↓

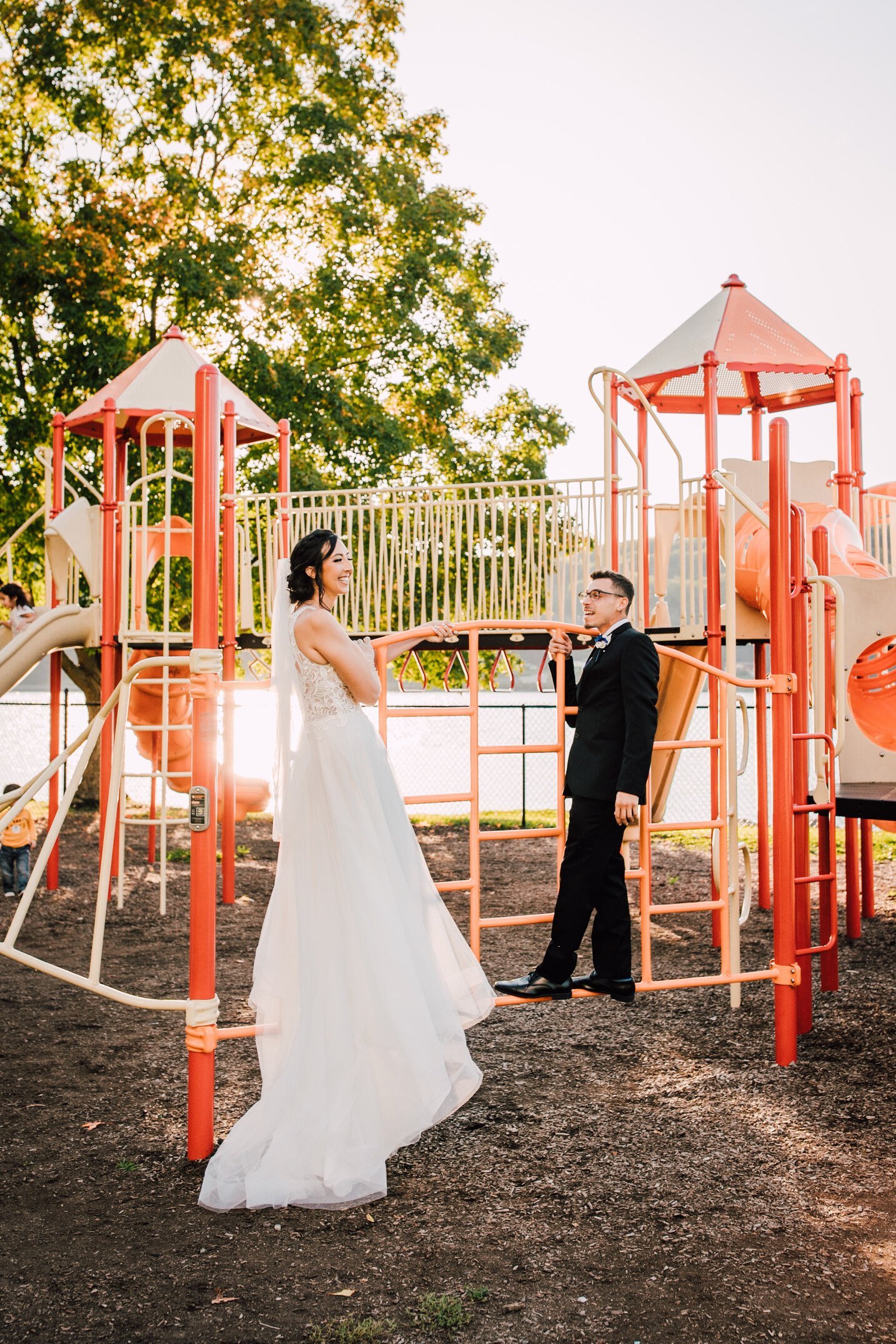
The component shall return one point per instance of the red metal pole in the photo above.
(714, 590)
(827, 820)
(645, 516)
(108, 509)
(854, 908)
(57, 503)
(762, 784)
(201, 1069)
(762, 750)
(844, 473)
(151, 831)
(229, 612)
(614, 483)
(800, 655)
(755, 428)
(856, 444)
(282, 483)
(121, 472)
(782, 731)
(868, 868)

↑

● Required work
Switch "red metal pole" to "red metal post" throughout the listing and reproduce it with everything else unchanged, leaving out the pictures.

● Worked solution
The component shall return one point per instance of the red metal post in the photo above.
(714, 590)
(827, 820)
(645, 516)
(108, 509)
(854, 908)
(57, 503)
(762, 784)
(201, 1069)
(762, 750)
(844, 473)
(151, 831)
(229, 612)
(614, 483)
(800, 655)
(755, 428)
(856, 444)
(282, 483)
(121, 472)
(782, 731)
(868, 868)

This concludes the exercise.